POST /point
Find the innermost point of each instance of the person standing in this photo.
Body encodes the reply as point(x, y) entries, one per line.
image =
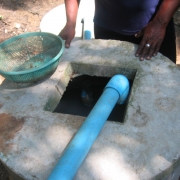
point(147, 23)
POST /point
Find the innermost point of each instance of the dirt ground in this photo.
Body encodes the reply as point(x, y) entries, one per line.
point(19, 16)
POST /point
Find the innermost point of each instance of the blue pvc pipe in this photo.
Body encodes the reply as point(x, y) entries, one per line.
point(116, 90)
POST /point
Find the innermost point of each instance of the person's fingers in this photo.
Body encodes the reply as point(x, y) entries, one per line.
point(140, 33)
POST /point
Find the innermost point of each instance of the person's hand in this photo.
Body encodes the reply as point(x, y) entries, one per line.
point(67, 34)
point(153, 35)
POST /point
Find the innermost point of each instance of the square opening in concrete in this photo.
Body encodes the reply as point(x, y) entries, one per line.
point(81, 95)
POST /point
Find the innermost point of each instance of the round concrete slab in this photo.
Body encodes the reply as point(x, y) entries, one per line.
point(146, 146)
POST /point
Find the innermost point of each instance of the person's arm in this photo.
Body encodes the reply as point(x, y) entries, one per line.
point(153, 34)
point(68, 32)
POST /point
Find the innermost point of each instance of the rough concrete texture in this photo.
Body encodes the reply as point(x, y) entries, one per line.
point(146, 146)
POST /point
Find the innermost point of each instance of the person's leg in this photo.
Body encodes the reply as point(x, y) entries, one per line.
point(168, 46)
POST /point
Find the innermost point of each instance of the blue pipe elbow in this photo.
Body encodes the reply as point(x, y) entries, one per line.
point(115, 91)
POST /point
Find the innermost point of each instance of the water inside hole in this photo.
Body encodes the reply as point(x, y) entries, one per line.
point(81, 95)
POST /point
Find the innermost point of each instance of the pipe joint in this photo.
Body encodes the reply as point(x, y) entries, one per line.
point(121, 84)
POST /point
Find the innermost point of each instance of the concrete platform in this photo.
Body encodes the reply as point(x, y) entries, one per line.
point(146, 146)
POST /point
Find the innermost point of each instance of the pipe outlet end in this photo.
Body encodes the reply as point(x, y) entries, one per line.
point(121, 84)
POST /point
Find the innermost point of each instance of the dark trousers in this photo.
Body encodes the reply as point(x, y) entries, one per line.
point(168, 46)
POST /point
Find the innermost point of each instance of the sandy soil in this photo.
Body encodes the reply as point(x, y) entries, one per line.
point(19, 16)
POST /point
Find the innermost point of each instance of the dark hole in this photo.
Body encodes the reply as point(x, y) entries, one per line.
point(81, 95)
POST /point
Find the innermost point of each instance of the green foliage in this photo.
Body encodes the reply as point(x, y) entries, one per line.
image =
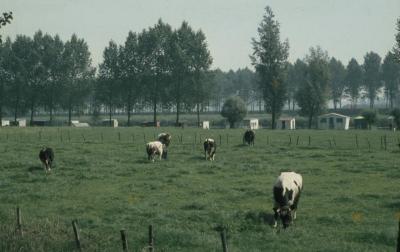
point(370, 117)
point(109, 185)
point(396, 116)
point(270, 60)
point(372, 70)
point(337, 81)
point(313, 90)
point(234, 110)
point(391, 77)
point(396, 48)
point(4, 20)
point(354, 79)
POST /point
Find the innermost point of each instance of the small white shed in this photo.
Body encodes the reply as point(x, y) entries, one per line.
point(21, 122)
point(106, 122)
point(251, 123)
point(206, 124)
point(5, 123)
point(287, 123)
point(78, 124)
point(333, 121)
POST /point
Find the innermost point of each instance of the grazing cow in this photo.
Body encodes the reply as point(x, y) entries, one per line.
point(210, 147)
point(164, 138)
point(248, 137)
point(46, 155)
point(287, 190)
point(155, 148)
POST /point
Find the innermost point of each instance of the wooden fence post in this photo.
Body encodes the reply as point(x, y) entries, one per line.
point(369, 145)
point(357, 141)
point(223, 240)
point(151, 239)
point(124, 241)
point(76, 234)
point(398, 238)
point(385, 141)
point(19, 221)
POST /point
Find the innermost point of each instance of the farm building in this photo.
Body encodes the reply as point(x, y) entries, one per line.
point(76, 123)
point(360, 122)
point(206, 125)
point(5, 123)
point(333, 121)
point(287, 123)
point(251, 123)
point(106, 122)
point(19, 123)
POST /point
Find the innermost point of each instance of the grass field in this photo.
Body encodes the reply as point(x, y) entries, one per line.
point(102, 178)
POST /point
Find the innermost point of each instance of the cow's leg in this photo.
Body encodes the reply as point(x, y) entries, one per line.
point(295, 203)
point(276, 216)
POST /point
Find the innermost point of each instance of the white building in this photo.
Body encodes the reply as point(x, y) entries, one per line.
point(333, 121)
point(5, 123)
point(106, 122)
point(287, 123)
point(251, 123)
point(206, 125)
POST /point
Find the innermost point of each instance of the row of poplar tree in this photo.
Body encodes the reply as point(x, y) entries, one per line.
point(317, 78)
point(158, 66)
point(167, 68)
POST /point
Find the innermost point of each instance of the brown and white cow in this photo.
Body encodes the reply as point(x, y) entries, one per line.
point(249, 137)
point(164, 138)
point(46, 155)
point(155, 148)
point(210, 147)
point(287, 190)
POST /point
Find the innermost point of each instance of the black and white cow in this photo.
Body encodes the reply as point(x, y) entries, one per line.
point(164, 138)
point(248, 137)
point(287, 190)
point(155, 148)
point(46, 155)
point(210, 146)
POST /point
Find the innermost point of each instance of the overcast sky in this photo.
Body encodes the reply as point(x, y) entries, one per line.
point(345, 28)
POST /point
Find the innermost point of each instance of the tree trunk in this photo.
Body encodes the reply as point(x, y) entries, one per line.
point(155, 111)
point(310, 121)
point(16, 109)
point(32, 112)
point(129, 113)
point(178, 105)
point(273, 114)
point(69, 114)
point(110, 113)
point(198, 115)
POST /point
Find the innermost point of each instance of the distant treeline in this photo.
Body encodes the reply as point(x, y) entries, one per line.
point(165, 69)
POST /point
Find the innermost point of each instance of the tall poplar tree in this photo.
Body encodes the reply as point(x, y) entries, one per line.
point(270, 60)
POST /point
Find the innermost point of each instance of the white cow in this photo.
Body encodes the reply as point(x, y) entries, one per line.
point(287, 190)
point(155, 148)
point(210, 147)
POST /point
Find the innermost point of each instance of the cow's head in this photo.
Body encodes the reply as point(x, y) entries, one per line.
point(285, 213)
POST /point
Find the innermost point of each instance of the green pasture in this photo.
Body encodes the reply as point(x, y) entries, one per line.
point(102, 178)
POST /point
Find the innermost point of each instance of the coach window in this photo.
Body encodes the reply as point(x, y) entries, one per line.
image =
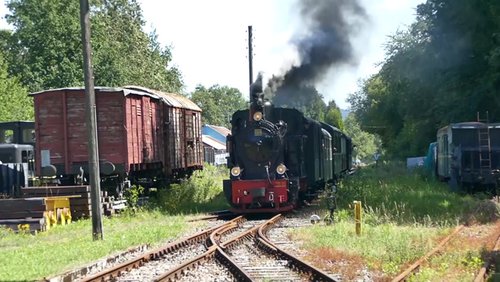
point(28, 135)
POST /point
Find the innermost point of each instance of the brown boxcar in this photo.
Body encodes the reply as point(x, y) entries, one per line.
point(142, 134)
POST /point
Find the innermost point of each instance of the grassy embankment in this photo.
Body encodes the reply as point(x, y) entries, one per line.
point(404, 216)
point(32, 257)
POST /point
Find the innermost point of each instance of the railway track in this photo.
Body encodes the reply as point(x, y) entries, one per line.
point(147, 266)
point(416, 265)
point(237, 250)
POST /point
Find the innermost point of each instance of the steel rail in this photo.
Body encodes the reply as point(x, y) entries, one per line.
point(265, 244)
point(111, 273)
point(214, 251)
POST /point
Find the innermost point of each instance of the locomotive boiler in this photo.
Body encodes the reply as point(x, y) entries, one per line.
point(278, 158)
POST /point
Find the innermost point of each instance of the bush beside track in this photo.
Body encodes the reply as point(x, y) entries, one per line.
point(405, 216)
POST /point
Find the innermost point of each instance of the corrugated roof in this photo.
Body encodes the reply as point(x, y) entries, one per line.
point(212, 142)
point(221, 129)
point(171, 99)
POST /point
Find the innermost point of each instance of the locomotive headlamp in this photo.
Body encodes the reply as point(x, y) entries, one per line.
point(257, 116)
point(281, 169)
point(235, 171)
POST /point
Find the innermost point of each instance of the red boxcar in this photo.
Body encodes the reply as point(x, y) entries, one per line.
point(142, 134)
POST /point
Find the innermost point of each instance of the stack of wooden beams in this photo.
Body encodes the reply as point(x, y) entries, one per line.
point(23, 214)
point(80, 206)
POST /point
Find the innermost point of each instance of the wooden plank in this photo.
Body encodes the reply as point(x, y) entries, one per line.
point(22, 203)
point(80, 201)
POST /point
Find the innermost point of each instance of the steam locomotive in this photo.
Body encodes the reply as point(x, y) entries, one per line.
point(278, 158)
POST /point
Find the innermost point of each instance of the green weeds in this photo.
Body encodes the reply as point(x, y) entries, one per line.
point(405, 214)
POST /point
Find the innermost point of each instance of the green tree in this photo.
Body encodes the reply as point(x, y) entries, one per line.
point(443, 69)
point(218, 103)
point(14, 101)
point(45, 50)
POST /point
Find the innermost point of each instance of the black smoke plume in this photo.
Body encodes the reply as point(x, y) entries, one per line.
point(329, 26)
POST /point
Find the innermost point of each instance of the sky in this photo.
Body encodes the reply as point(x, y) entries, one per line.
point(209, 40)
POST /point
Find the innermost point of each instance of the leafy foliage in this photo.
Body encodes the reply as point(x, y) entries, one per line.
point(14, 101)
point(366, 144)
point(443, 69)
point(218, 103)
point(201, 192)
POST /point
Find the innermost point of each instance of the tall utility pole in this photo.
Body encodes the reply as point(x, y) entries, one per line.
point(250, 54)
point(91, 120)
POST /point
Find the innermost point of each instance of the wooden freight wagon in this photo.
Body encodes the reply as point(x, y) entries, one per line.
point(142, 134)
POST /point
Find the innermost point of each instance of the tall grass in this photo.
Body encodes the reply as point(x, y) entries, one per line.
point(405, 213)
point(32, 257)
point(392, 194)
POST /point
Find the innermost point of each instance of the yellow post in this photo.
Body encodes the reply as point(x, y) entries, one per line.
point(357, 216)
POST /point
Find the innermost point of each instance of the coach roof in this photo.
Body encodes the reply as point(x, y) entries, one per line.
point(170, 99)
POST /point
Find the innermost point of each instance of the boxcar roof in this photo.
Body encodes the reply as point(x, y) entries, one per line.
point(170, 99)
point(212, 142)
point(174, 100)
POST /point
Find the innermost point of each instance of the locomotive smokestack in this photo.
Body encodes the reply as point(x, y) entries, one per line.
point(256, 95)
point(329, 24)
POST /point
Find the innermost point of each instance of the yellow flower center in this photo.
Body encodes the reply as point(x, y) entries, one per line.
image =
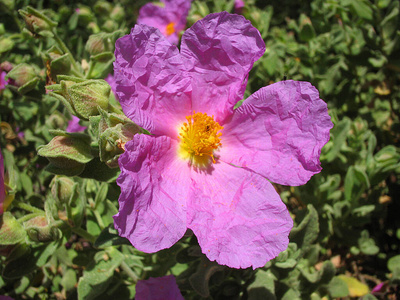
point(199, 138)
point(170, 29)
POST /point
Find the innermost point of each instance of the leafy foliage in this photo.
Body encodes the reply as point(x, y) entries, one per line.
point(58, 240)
· · · ·
◆ **TO DO**: Transcribe, word for word, only the material from its opening line through the line containing "Find the innermost point of each instance of the person's hand", both ends included, and omit the pictures.

◆ **SOLVED PROBLEM**:
POST /point
Find the innermost point of each instance of the person standing in this photo.
Body encodes the reply as point(x, y) entries, one per line.
image =
point(147, 23)
POST /point
Find the innermost point of each instance of the dirt ground in this photo.
Body encodes the reply as point(x, y) entries, one per line.
point(19, 16)
POST /point
Find the innermost point of each instance of the blue pvc pipe in this photo.
Body encodes the reply as point(x, y) entries, one per line.
point(116, 90)
POST /point
Find the innermost point of each instance of the person's fingers in this photo.
Body encodes the reply as point(x, y) entries, one per line.
point(140, 33)
POST /point
Find the innermost point of each instance of the person's hand in this photo.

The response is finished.